### [Set problem]
Gather every line in the material below that contains the word "tree", and copy each one out in full. Case counts.

### [Records supplied]

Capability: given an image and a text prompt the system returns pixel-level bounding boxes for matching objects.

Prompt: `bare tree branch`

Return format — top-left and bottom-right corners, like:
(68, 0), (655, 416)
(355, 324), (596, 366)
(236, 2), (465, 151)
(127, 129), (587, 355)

* * *

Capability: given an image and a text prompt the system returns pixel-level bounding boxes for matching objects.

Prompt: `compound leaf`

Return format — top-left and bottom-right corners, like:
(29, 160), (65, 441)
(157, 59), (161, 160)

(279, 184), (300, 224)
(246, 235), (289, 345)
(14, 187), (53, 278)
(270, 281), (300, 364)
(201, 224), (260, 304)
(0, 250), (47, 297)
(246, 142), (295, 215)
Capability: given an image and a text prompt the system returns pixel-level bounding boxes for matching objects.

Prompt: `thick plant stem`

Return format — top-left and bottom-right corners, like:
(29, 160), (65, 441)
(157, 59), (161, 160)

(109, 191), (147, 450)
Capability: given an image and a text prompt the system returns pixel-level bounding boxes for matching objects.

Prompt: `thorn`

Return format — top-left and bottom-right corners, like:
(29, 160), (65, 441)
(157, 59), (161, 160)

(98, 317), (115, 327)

...

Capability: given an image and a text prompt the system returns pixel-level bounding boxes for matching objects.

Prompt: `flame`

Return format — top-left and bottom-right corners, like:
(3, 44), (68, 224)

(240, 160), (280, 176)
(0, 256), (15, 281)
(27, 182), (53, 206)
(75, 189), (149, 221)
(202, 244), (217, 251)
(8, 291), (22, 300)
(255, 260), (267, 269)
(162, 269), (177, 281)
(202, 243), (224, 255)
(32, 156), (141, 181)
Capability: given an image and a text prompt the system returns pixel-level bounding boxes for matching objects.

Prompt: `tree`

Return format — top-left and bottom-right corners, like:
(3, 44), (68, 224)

### [Result for this exercise]
Prompt: `bare tree branch`
Prompt: `tree`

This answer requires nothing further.